PROVIDED TEXT:
Over 60% of global warming is caused by the energy sector of our economy. Hence, urgent global-warming solutions need to focus on our energy sector.
Increasing energy efficiency offers the largest impact. Installing more renewable energy capacity and eliminating fossil-fuel use can go a long way toward solving global warming. Improving our energy policies at all levels of government needs to happen quickly.
One such national policy that has a fairly high long-term potential is the establishment of a carbon tax, or a fee, on carbon pollution. For about 10 years now, carbon-tax bills have been winding their way slowly through Congress. The bill that has been touted recently in three opinion pieces in the Arizona Daily Star is the U.S. House or Representative’s H.R. 763, the Energy Innovation and Carbon Dividend Act of 2019.

TASKS:
**1)** List every action the passage on global warming names in its second paragraph as a way to address global warming.
**2)** According to the passage on global warming, what share of global warming is caused by the energy sector?
**3)** Please carry the passage on global warming forward with a paragraph that picks up right after its final sentence about H.R. 763.
The lines are separate material with no connection to the passage on global warming.

DATA SEGMENT:
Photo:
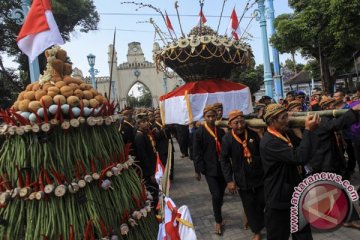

RESPONSE LIST:
**1)**
- Increasing energy efficiency
- Installing more renewable energy capacity
- Eliminating fossil-fuel use
- Improving energy policies at all levels of government

**2)** Over 60%.

**3)**
But something went haywire when this bill was written and introduced. This carbon tax option was corrupted by a proposed trade-off of one of our bedrock environmental protections, the Clean Air Act. Hence, many are opposing this carbon tax gone awry instead of promoting it as a high-potential option.
This is primarily because H.R. 763 would put Environmental Protection Agency emissions standards on hold for at least 10 years, discarding a critical tool to fight climate change. We must protect the EPA’s ability to fully regulate air pollution, including excessive carbon dioxide and other global-warming gases, under the Clean Air Act.
Just as importantly, H.R. 763 would set a bad precedent by trading away an environmental law that protects public health.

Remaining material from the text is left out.